**INSTRUCTIONS TO FOLLOW**
Copy the material from its start through the line with "(563, 1009)", keeping the request lines as they are but multiplying each coordinate in the answers by 0.65 and rounding to whole numbers, with halves rounded up. Leave the pictures out.

**RECORD EXCERPTS**
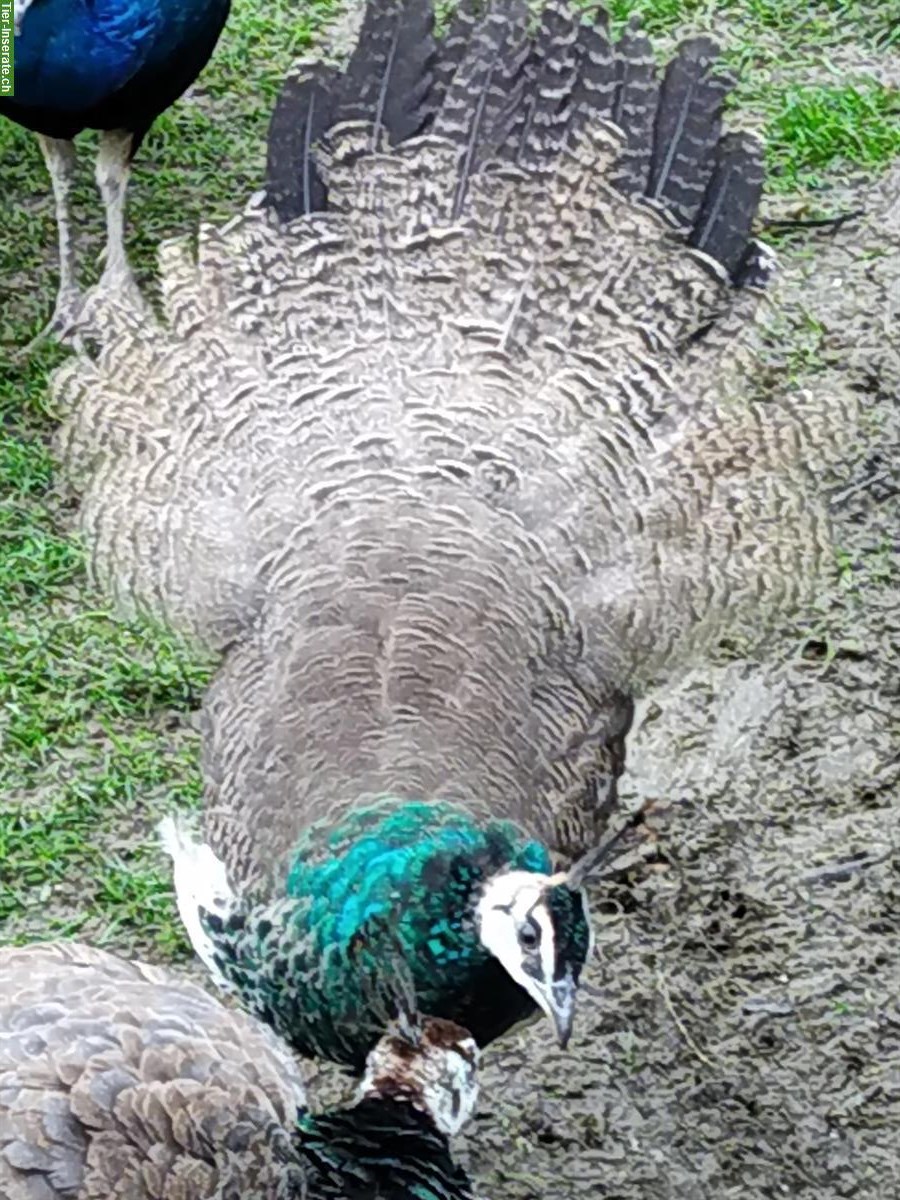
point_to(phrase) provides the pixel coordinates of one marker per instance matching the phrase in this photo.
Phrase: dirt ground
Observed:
(739, 1032)
(742, 1039)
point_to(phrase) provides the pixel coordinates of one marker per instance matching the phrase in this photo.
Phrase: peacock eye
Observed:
(529, 936)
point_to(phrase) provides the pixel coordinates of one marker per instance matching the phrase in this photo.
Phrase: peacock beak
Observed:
(563, 1009)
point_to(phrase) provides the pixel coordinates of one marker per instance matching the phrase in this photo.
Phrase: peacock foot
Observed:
(115, 298)
(63, 325)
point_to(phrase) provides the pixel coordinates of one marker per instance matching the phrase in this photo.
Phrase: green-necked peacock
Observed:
(120, 1080)
(447, 448)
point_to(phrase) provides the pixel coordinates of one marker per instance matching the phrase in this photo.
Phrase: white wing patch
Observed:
(201, 882)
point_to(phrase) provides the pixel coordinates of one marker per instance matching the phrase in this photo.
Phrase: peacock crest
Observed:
(444, 447)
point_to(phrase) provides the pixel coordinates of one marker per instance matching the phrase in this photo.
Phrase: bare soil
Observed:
(742, 1038)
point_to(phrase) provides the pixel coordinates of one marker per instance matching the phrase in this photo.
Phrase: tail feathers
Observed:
(687, 131)
(390, 77)
(201, 883)
(634, 107)
(507, 274)
(391, 83)
(303, 114)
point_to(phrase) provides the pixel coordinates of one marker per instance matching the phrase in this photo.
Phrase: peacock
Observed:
(121, 1080)
(109, 65)
(448, 447)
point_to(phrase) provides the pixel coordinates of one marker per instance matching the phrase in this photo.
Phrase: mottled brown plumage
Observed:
(449, 472)
(121, 1080)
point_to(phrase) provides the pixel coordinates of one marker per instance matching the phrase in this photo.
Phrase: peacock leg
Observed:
(60, 159)
(112, 173)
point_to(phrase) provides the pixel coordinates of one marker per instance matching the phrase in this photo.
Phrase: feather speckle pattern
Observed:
(119, 1081)
(449, 472)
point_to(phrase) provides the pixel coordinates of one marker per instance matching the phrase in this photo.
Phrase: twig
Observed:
(678, 1021)
(831, 223)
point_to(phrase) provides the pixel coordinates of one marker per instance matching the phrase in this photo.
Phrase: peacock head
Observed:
(430, 1063)
(538, 927)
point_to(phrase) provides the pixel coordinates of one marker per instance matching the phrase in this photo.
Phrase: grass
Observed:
(845, 119)
(95, 715)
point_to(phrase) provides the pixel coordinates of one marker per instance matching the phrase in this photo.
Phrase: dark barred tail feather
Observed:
(449, 447)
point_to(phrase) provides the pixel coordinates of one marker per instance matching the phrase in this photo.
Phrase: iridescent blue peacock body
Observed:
(109, 65)
(395, 881)
(447, 450)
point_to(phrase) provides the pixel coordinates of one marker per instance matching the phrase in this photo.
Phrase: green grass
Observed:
(95, 727)
(97, 739)
(846, 119)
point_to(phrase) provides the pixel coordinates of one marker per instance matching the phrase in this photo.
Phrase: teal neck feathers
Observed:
(396, 877)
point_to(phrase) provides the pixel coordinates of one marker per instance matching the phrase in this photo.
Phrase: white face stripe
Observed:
(508, 901)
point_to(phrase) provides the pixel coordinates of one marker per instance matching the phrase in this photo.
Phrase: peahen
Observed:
(445, 472)
(111, 65)
(120, 1080)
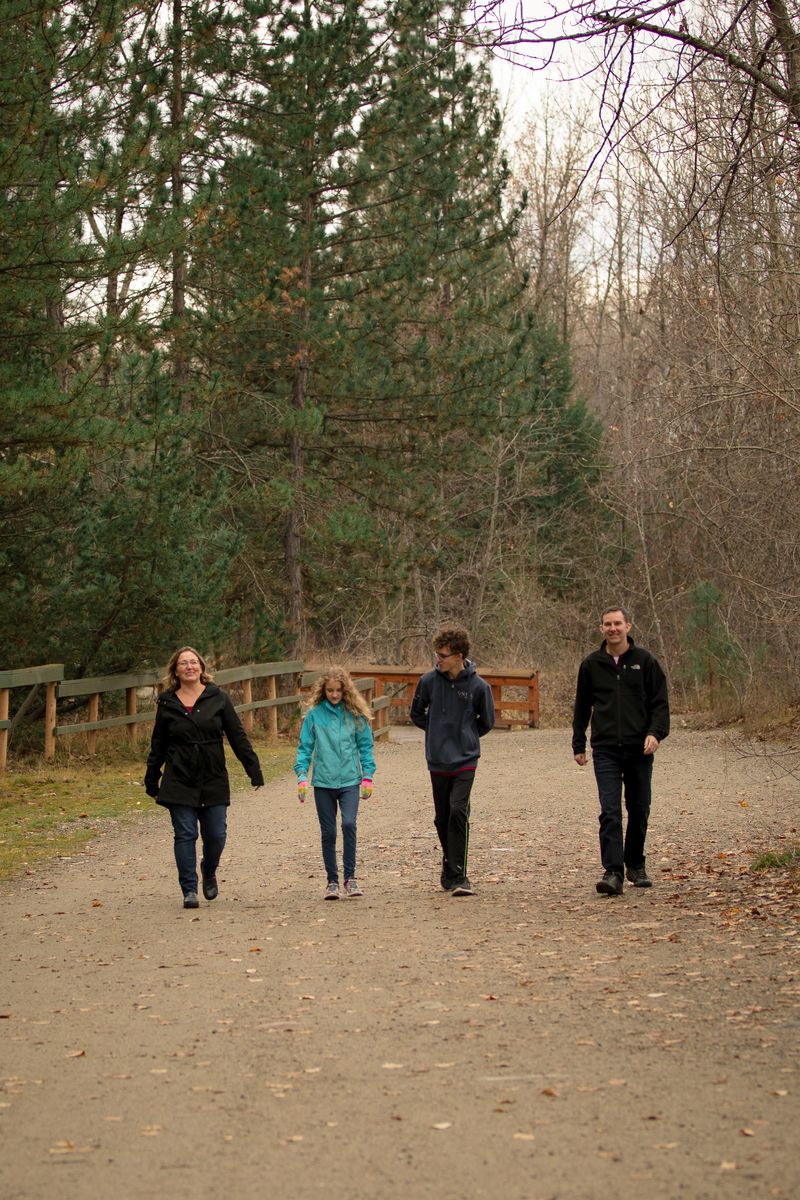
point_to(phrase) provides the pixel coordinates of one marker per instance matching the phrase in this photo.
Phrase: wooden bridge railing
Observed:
(384, 688)
(398, 684)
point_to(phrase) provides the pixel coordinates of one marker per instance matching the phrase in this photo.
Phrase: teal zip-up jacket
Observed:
(340, 745)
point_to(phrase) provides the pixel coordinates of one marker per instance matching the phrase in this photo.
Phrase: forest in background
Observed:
(294, 360)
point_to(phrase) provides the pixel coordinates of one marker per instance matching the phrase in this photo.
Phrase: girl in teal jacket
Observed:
(336, 736)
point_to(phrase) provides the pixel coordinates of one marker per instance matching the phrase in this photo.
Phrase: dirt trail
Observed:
(531, 1043)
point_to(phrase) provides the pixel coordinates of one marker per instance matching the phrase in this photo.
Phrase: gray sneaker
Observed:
(611, 885)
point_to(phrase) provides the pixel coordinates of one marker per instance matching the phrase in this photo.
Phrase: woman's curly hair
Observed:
(170, 682)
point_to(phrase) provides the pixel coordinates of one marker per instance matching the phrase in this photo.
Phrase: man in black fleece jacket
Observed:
(624, 690)
(455, 708)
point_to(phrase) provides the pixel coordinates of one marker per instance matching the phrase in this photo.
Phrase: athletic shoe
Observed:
(611, 885)
(210, 889)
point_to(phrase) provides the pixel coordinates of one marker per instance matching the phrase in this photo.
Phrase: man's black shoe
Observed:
(611, 885)
(210, 889)
(638, 877)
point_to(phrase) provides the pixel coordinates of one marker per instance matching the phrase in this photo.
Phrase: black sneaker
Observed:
(210, 889)
(611, 885)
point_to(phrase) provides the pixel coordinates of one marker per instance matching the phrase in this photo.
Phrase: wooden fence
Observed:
(519, 708)
(58, 688)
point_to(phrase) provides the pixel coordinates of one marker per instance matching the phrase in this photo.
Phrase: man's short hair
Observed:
(617, 607)
(456, 639)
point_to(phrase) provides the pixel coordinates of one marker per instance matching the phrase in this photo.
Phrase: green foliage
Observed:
(776, 859)
(268, 370)
(713, 659)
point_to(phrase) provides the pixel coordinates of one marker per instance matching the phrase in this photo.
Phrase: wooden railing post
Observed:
(272, 713)
(533, 701)
(94, 715)
(380, 718)
(4, 732)
(131, 711)
(247, 699)
(49, 721)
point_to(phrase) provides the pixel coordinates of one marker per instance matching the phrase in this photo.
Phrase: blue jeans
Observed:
(328, 799)
(617, 771)
(214, 828)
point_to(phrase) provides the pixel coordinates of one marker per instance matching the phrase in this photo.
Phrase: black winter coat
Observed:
(625, 703)
(188, 747)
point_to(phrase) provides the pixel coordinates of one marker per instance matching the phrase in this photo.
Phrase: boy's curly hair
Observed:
(456, 637)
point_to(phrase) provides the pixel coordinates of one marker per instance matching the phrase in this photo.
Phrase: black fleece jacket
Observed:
(625, 702)
(455, 715)
(190, 748)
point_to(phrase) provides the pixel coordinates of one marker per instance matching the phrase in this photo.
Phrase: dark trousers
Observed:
(214, 829)
(619, 772)
(451, 819)
(328, 801)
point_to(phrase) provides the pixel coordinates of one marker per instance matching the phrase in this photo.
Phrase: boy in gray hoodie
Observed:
(455, 707)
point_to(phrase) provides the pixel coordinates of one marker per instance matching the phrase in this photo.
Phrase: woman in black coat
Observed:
(191, 717)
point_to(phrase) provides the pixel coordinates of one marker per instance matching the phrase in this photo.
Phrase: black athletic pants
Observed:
(451, 819)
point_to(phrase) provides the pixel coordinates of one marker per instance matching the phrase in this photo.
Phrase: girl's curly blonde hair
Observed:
(352, 697)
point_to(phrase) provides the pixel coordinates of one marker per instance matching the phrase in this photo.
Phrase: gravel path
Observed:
(530, 1043)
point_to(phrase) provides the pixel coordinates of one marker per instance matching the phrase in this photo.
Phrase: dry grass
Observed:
(52, 810)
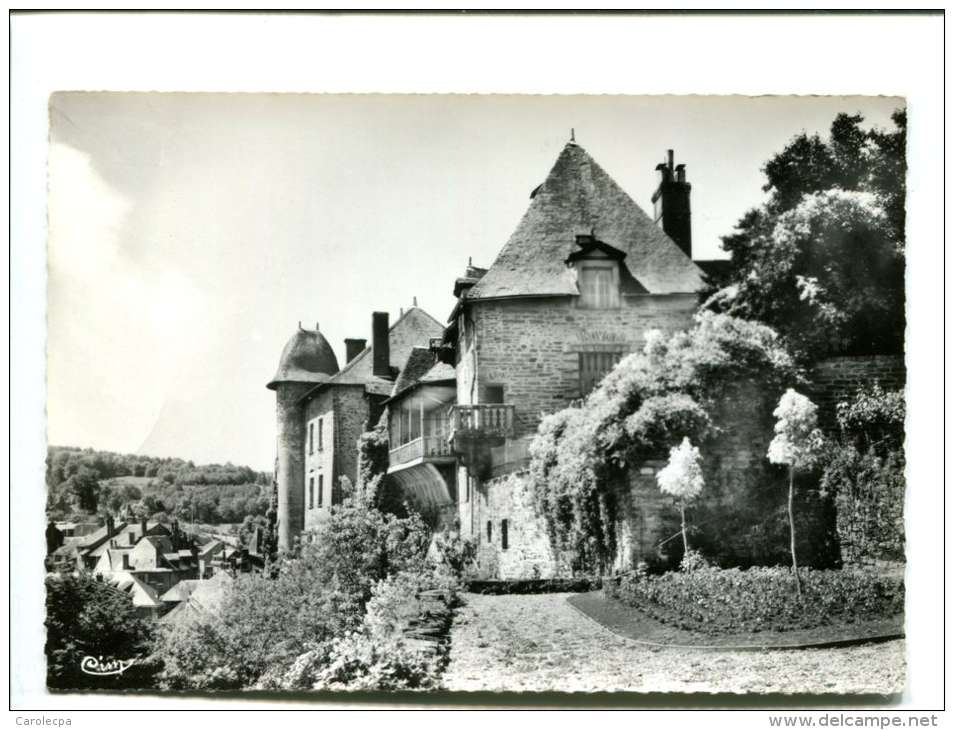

**TASK OUTPUT**
point_to(phrase) provides the pixel coordinates of one marker per instance matching the phrase in this photo.
Phrase: dirt ground
Observed:
(480, 671)
(482, 675)
point_to(phrase) provides the pixel coordinates of one marker per instance matching the phrase in this photo.
Phrase: peacock eye
Observed:
(344, 608)
point_to(phrase) provides the pixel coordinates of one marker per instance matching the phrase in this photo.
Phrase: peacock beak
Observed:
(366, 656)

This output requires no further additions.